_WORK ITEM_
Without changing a character, return the entries, but not the images they hold.

***

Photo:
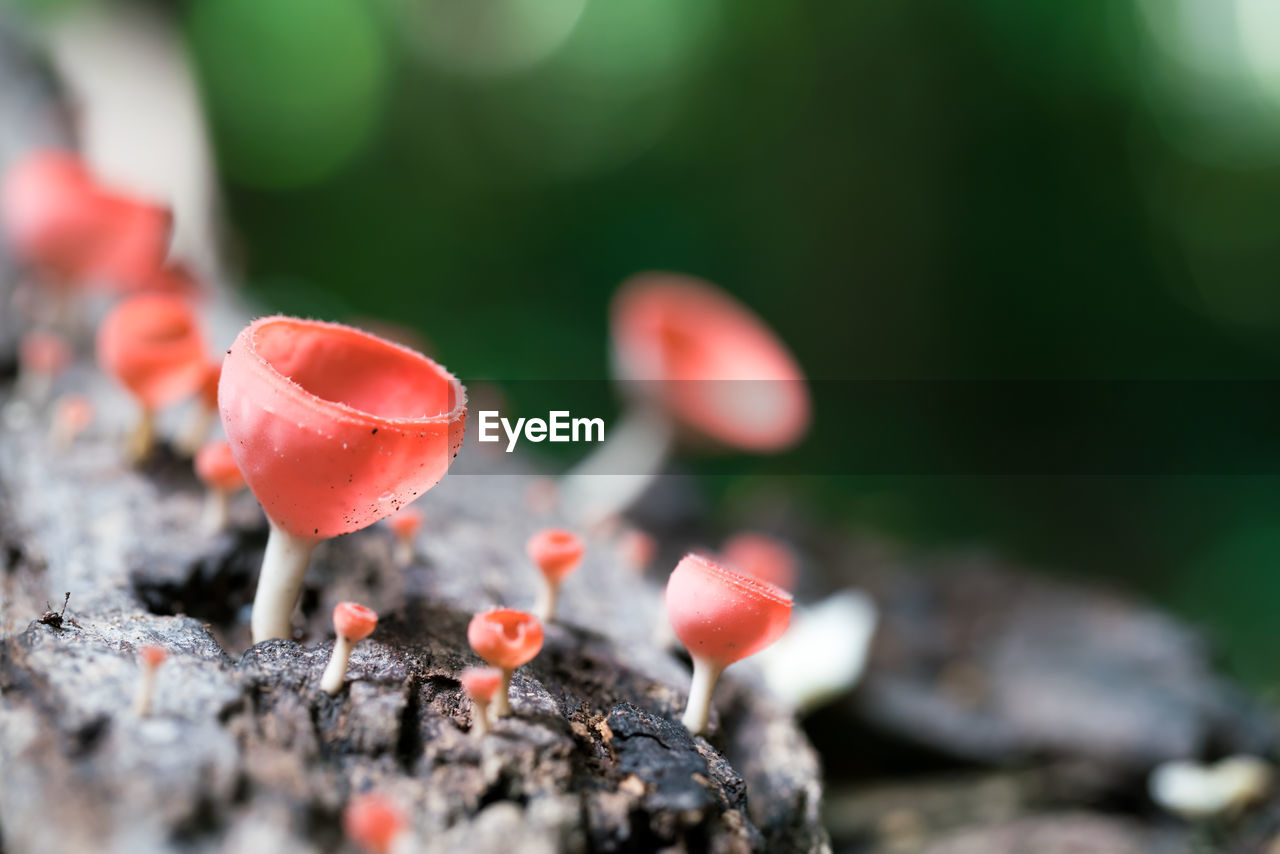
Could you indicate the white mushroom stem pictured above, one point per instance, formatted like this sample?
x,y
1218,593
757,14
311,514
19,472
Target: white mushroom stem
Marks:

***

_TASK RESULT_
Photo:
Could you indicate the white mushroom stem pictured above, one point per instance, formatted like this sample?
x,y
1218,593
757,14
311,514
19,472
Target: white mushroom stem
Marks:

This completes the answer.